- LIGNES DE DONNÉES
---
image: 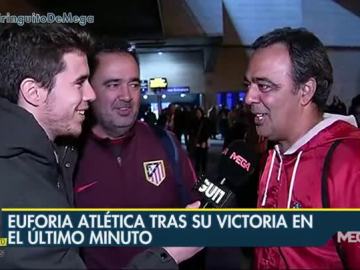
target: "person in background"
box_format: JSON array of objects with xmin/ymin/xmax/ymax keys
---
[
  {"xmin": 349, "ymin": 95, "xmax": 360, "ymax": 127},
  {"xmin": 244, "ymin": 28, "xmax": 360, "ymax": 269},
  {"xmin": 189, "ymin": 107, "xmax": 211, "ymax": 176},
  {"xmin": 75, "ymin": 40, "xmax": 202, "ymax": 269}
]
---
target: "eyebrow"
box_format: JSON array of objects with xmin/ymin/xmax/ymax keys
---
[
  {"xmin": 103, "ymin": 78, "xmax": 140, "ymax": 85},
  {"xmin": 74, "ymin": 74, "xmax": 89, "ymax": 83}
]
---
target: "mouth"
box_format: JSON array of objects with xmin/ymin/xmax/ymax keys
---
[
  {"xmin": 253, "ymin": 113, "xmax": 268, "ymax": 126},
  {"xmin": 115, "ymin": 107, "xmax": 132, "ymax": 116},
  {"xmin": 75, "ymin": 108, "xmax": 88, "ymax": 118}
]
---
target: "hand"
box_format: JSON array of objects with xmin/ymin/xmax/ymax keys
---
[{"xmin": 164, "ymin": 201, "xmax": 204, "ymax": 264}]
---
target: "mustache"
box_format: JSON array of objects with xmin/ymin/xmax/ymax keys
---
[{"xmin": 112, "ymin": 100, "xmax": 132, "ymax": 109}]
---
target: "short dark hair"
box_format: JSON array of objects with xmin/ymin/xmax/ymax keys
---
[
  {"xmin": 89, "ymin": 38, "xmax": 139, "ymax": 78},
  {"xmin": 252, "ymin": 27, "xmax": 333, "ymax": 110},
  {"xmin": 0, "ymin": 24, "xmax": 93, "ymax": 103}
]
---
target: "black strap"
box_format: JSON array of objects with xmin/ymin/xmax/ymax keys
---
[
  {"xmin": 321, "ymin": 140, "xmax": 348, "ymax": 269},
  {"xmin": 153, "ymin": 126, "xmax": 190, "ymax": 207}
]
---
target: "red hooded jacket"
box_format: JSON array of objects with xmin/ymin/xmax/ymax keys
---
[{"xmin": 255, "ymin": 114, "xmax": 360, "ymax": 269}]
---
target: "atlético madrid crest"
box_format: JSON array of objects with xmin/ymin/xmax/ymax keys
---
[{"xmin": 143, "ymin": 160, "xmax": 166, "ymax": 186}]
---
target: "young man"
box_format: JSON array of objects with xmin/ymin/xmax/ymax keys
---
[
  {"xmin": 245, "ymin": 28, "xmax": 360, "ymax": 269},
  {"xmin": 75, "ymin": 42, "xmax": 200, "ymax": 269},
  {"xmin": 0, "ymin": 24, "xmax": 200, "ymax": 269}
]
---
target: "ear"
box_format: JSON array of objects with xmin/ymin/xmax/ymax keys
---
[
  {"xmin": 300, "ymin": 77, "xmax": 317, "ymax": 106},
  {"xmin": 20, "ymin": 78, "xmax": 48, "ymax": 107}
]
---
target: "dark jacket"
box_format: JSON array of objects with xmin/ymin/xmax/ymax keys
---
[
  {"xmin": 0, "ymin": 98, "xmax": 85, "ymax": 269},
  {"xmin": 0, "ymin": 98, "xmax": 177, "ymax": 270}
]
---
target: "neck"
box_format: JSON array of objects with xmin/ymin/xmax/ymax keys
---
[
  {"xmin": 18, "ymin": 102, "xmax": 56, "ymax": 141},
  {"xmin": 279, "ymin": 109, "xmax": 324, "ymax": 153}
]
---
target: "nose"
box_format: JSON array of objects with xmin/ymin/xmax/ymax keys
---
[
  {"xmin": 119, "ymin": 84, "xmax": 131, "ymax": 101},
  {"xmin": 83, "ymin": 81, "xmax": 96, "ymax": 102},
  {"xmin": 245, "ymin": 84, "xmax": 259, "ymax": 105}
]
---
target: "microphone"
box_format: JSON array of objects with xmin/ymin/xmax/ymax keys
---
[{"xmin": 194, "ymin": 140, "xmax": 257, "ymax": 208}]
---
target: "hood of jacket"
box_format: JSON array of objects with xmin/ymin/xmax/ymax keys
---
[
  {"xmin": 284, "ymin": 113, "xmax": 359, "ymax": 155},
  {"xmin": 0, "ymin": 98, "xmax": 56, "ymax": 164},
  {"xmin": 260, "ymin": 113, "xmax": 360, "ymax": 208}
]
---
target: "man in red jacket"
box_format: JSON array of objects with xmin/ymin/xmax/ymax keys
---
[{"xmin": 245, "ymin": 28, "xmax": 360, "ymax": 269}]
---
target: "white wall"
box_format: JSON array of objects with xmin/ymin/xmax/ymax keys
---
[
  {"xmin": 139, "ymin": 47, "xmax": 360, "ymax": 108},
  {"xmin": 139, "ymin": 51, "xmax": 205, "ymax": 93}
]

- CONSIGNE
Extrayez chacune des lignes ci-dessus qui contient la chaîne "jacket", en respectant la casse.

- RÉSULTAT ATTENDU
target: "red hooded jacket"
target: "dark jacket"
target: "hood of jacket"
target: "man in red jacket"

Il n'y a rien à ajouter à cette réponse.